## Source
+++
Gary L. Cartwright
Marathon Oil Co.
Oklahoma City
The Cherokee tight gas sands of Oklahoma remain an attractive play because of improvements in drilling and completion practices and actions by the Oklahoma Corporation Commission (OCC) that allow separate allowables for new wells.
The expired federal tax credits for tight gas wells, as highlighted in a recent article,1 have not been the only reason for increased activity.
Since decontrol of most regulated gas pricing and since 1986, the number of wells drilled and gas production per well have been increasing in the Cherokee area while overall drilling in Oklahoma has decreased.
These conclusions are based on wells as categorized by permit date and not by the spud, completion, or first production date. A few wells outside but adjacent to the Cherokee area may have been included, although, their impact on the conclusions is considered nominal.
TIGHT GAS CREDIT
In 1991, the U.S. Federal Energy and Regulatory Commission (FERC) designated the Cherokee as a tight formation in about 1,269 sections or 812,160 acres in western Oklahoma.(75421 bytes) This designation permitted any taxpayer (owner) of a qualified well to receive a tax credit of $0.52/MMBTU for gas produced from the well between Jan. 1, 1991, and Jan. 1, 2003.
For a well to qualify, the well must have been drilled after Nov. 5, 1990, but before Jan. 1, 1993.3 The term "drilled" was initially thought to be synonymous with spud, although it later was identified with "permitted to drill." This article uses the permitted to drill concept.
Within this area, the average heating value is about 1,100 MBTU/Mcf or a tax credit of $0.57/Mcf. For a taxpayer in the 34% federal tax bracket, this is equal to a $0.87/Mcf gas price increase. Oklahoma gas prices in 1991 and 1992 averaged $1.47/Mcf and $1.63/Mcf, respectively.4 Thus, the credit effectively increased wellhead price by 59% for 1991 and 53% for 1992.
This substantial increase in the effective price, coupled with the short 2-year time frame in which to drill, caused a mini drilling boom in 1992, during which about 90 additional wells were drilled (over and above the established trend line) for the tax credit. A similar spike in well count had not been seen since the 1981 and 1982 boom (Fig. 2)(31842 bytes).
PRORATION UNITS
Most wells in the 812,160-acres Cherokee area are on 640-acre drilling and spacing units (or proration units). The Oklahoma Corporation Commission is the primary regulatory agency over oil and gas matters within Oklahoma.
A 640-acre drilling and spacing unit means that only one well/640 acres is permitted and each well has one unit allowable. This allowable in Oklahoma is based solely on a percentage of the well's calculated absolute open flow (CAOF).
In other words, in a 640-acre unit one well is expected to adequately and effectively drain the entire 640-acre unit. Therefore, each unit has its own allowable and all units produce on par with the other units.
However, because the Cherokee is a tight formation, very few, if any, of the wells will drain 640 acres. Even if a well is capable, the required life to produce all reserves may be 50 years or more, which for the most part exceeds the expected casing life.
+++
## Recorded data
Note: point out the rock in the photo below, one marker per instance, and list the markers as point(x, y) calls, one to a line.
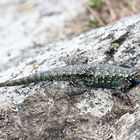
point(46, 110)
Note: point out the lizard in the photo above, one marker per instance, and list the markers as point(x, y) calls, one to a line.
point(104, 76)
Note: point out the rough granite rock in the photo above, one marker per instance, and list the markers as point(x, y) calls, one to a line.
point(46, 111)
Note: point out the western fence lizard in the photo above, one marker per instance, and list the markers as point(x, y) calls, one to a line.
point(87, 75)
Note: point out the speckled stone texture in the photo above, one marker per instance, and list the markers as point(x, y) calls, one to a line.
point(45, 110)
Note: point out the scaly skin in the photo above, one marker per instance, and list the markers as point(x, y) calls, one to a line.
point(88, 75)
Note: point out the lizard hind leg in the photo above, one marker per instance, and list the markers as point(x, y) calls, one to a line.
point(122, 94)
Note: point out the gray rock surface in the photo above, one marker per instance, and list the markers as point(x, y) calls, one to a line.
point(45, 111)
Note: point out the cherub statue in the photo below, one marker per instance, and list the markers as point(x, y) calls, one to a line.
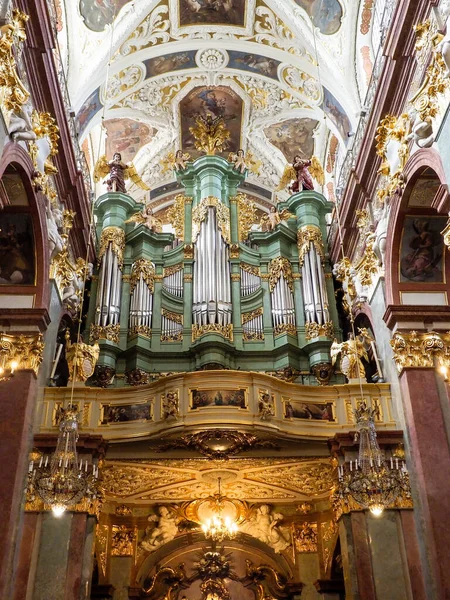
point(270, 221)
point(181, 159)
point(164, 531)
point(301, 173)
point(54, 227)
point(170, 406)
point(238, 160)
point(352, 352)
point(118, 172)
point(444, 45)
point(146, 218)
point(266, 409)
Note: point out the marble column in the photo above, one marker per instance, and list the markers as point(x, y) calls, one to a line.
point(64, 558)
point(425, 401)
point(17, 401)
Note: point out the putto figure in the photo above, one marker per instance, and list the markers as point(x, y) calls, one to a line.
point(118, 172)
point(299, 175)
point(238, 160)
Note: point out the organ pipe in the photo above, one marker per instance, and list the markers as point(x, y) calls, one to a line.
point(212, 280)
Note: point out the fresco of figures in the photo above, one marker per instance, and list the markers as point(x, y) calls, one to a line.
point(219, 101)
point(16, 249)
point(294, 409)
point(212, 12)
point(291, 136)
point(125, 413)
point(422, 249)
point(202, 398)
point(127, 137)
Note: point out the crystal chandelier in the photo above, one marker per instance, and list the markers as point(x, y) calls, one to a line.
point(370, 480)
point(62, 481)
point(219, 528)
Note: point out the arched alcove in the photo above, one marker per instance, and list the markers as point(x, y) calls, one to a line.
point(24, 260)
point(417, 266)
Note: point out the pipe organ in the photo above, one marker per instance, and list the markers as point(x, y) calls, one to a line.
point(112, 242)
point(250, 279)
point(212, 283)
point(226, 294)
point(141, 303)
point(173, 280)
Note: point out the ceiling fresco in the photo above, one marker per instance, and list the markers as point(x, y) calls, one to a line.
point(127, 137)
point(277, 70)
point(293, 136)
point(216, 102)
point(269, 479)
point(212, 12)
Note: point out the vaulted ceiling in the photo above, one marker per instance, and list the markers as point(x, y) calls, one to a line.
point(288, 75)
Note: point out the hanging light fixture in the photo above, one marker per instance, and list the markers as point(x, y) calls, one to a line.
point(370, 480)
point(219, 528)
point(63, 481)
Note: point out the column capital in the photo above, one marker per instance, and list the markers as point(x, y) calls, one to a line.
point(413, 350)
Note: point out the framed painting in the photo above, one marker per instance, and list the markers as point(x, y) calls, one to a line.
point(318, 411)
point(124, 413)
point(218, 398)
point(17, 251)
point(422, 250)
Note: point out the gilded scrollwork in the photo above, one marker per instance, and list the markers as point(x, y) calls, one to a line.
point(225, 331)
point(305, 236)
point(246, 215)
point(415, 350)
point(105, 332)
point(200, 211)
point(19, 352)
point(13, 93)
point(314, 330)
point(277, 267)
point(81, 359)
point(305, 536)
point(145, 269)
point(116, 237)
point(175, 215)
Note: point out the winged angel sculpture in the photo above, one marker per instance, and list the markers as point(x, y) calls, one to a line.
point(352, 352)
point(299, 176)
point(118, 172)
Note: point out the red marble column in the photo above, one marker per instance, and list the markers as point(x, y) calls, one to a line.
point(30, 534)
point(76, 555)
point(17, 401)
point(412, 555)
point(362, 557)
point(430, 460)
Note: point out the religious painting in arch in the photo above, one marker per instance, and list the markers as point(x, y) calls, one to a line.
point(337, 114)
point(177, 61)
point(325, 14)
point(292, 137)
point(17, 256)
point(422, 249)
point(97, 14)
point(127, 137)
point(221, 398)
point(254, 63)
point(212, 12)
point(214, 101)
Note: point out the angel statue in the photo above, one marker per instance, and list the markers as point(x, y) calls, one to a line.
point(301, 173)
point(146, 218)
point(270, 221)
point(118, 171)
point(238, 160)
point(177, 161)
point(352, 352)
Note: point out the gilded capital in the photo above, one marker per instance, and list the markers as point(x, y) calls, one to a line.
+++
## Stated problem
Rewrite the stretch of the tight gas article from "This substantial increase" through "open flow (CAOF).", putting "OCC" in place of "Oklahoma Corporation Commission".

## Full answer
This substantial increase in the effective price, coupled with the short 2-year time frame in which to drill, caused a mini drilling boom in 1992, during which about 90 additional wells were drilled (over and above the established trend line) for the tax credit. A similar spike in well count had not been seen since the 1981 and 1982 boom (Fig. 2)(31842 bytes).
PRORATION UNITS
Most wells in the 812,160-acres Cherokee area are on 640-acre drilling and spacing units (or proration units). The OCC is the primary regulatory agency over oil and gas matters within Oklahoma.
A 640-acre drilling and spacing unit means that only one well/640 acres is permitted and each well has one unit allowable. This allowable in Oklahoma is based solely on a percentage of the well's calculated absolute open flow (CAOF).